Requirements:
**1.** According to the article on the ETSU storytelling minor, in which academic year will the new minor first be offered?
**2.** Rewrite the storytelling minor article from "May 17, 2013" up to and including "and career fields.", changing "students" to "learners".

Document segment:

A! Magazine for the Arts

Undergraduate storytelling minor to be available this fall at ETSU

May 17, 2013

JOHNSON CITY – Building on the success of its master's concentration in storytelling, East Tennessee State University has established an undergraduate minor in the field, which will be available to students in the 2013-14 academic year.

Storytelling has grown immensely over the past few decades, particularly in East Tennessee, with the establishment and popularity of the National Storytelling Festival and what has become the International Storytelling Center in Jonesborough. ETSU has enhanced that growth by offering a master of arts degree program in reading/storytelling with a concentration in storytelling for many years, drawing students from around the nation and several foreign countries, and the university now plans to provide undergraduate courses that will help students use this art form in many different disciplines and career fields.

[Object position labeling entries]
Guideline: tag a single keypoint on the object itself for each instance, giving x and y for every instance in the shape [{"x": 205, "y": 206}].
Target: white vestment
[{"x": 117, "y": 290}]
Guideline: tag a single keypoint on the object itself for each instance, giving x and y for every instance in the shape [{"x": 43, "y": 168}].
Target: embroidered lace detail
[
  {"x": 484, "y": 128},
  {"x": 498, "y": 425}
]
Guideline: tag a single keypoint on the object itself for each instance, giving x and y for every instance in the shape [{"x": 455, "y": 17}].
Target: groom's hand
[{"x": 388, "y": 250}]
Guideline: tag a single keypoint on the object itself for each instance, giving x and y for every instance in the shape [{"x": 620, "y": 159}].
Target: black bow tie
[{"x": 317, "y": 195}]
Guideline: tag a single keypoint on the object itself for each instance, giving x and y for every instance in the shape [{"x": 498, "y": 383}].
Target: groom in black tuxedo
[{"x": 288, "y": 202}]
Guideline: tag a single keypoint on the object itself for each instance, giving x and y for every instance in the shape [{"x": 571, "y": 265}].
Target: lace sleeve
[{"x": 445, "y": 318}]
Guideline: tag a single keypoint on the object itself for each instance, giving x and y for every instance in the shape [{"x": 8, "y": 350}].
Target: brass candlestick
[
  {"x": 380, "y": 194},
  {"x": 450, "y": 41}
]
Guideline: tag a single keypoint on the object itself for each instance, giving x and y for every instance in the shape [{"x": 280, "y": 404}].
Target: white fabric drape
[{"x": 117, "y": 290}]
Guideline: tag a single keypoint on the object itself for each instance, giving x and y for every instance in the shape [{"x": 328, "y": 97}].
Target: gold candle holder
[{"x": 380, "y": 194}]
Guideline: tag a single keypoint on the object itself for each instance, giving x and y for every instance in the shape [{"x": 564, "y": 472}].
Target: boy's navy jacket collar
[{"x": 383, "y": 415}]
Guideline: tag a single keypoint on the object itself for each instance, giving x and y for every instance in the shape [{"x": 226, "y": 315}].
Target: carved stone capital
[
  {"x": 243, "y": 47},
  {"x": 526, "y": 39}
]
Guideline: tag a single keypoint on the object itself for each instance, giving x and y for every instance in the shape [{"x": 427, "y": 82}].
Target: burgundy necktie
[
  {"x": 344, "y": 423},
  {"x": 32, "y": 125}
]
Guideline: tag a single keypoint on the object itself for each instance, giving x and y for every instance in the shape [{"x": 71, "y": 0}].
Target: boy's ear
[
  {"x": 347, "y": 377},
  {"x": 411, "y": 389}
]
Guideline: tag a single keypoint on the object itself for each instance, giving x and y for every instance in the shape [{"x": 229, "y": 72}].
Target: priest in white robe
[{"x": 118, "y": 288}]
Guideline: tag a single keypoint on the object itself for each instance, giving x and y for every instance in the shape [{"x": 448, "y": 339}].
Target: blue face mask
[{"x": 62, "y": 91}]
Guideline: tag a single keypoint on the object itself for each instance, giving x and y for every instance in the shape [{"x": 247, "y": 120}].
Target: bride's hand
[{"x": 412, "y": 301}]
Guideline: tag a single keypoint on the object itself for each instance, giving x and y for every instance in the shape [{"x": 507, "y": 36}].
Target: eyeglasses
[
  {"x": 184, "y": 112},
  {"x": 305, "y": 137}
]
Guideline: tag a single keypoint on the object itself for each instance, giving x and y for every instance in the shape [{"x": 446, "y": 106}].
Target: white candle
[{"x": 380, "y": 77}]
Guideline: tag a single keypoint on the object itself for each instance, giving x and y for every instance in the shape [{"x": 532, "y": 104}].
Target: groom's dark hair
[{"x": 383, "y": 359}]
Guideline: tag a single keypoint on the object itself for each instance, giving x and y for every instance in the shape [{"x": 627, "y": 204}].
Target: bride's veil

Problem solutions:
**1.** The 2013-14 academic year.

**2.**
May 17, 2013

JOHNSON CITY – Building on the success of its master's concentration in storytelling, East Tennessee State University has established an undergraduate minor in the field, which will be available to learners in the 2013-14 academic year.

Storytelling has grown immensely over the past few decades, particularly in East Tennessee, with the establishment and popularity of the National Storytelling Festival and what has become the International Storytelling Center in Jonesborough. ETSU has enhanced that growth by offering a master of arts degree program in reading/storytelling with a concentration in storytelling for many years, drawing learners from around the nation and several foreign countries, and the university now plans to provide undergraduate courses that will help learners use this art form in many different disciplines and career fields.